*Records supplied*
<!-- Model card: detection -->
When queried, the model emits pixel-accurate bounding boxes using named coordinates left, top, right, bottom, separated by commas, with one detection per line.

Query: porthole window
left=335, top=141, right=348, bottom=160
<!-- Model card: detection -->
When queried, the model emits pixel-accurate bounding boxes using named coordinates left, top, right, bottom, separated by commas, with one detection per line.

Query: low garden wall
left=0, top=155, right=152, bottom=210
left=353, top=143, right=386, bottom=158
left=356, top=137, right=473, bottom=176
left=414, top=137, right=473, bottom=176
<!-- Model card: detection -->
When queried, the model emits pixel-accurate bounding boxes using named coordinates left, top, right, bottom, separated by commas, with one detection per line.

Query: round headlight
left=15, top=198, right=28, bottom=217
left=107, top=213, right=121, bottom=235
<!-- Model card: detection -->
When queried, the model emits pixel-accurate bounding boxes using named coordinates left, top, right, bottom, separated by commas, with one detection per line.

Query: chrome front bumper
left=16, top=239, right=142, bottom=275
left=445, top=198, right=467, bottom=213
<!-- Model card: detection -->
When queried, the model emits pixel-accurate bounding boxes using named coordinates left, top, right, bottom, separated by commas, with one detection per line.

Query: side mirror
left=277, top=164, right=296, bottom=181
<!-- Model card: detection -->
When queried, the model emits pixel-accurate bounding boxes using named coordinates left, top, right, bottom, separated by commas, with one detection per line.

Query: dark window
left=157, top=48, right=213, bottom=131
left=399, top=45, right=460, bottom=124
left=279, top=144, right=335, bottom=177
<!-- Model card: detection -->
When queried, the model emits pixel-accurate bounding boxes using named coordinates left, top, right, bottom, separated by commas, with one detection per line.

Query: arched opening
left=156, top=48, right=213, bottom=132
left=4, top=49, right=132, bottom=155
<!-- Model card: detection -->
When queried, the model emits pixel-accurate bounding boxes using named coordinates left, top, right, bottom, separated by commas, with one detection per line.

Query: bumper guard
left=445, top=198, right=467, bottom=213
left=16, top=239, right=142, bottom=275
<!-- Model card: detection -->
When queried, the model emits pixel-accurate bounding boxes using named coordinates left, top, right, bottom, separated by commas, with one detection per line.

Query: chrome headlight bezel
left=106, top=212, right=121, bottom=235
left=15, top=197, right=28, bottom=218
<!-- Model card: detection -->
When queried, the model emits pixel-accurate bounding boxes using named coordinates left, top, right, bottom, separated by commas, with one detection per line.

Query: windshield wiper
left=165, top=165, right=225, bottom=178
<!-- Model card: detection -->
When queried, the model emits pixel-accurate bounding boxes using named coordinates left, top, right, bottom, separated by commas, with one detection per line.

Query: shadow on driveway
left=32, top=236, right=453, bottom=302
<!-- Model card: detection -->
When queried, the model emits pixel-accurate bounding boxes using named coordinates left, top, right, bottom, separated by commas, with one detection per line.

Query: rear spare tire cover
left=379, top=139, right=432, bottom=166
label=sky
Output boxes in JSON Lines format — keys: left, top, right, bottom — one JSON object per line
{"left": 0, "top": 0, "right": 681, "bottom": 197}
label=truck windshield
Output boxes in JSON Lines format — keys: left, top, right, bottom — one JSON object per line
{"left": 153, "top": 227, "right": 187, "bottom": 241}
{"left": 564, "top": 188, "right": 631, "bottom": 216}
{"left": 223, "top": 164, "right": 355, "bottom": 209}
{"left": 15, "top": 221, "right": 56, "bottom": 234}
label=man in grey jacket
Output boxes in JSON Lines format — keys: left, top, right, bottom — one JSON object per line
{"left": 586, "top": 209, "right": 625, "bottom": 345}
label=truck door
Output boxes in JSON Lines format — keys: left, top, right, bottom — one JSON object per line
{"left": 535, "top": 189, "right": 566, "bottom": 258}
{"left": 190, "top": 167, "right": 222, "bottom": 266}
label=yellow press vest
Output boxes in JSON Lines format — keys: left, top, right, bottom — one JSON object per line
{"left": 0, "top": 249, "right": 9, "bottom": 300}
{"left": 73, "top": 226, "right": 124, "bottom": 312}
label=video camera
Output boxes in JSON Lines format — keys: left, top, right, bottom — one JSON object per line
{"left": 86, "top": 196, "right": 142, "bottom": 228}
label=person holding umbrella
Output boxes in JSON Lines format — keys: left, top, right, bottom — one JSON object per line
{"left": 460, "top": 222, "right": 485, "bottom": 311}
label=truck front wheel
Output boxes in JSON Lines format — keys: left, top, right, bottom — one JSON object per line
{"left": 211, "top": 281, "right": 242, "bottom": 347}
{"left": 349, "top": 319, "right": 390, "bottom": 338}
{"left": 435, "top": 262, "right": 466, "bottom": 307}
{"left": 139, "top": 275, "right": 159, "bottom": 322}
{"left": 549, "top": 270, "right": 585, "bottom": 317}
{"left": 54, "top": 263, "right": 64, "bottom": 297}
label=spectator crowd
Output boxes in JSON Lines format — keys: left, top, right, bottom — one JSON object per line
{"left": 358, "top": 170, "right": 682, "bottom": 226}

*Task description*
Copy each line from the entries above that has the word "label" in it.

*Exercise response*
label=sky
label=truck windshield
label=man in grey jacket
label=truck door
label=yellow press vest
label=video camera
label=person holding umbrella
label=truck front wheel
label=spectator crowd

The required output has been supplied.